* start DATASET EXTRACT *

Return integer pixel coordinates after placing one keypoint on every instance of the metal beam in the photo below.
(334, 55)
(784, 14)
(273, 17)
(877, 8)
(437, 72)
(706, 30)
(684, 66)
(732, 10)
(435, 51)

* end DATASET EXTRACT *

__YOUR OBJECTIVE__.
Add 33 to each number in the pixel coordinates of the data above, and write out every line again, the request included, with the request unchanged.

__SOLUTION TO THIS EXERCISE__.
Return integer pixel coordinates after placing one keypoint on every instance of the metal beam in the photo below.
(367, 88)
(817, 47)
(306, 50)
(910, 41)
(470, 105)
(739, 63)
(717, 99)
(765, 43)
(468, 84)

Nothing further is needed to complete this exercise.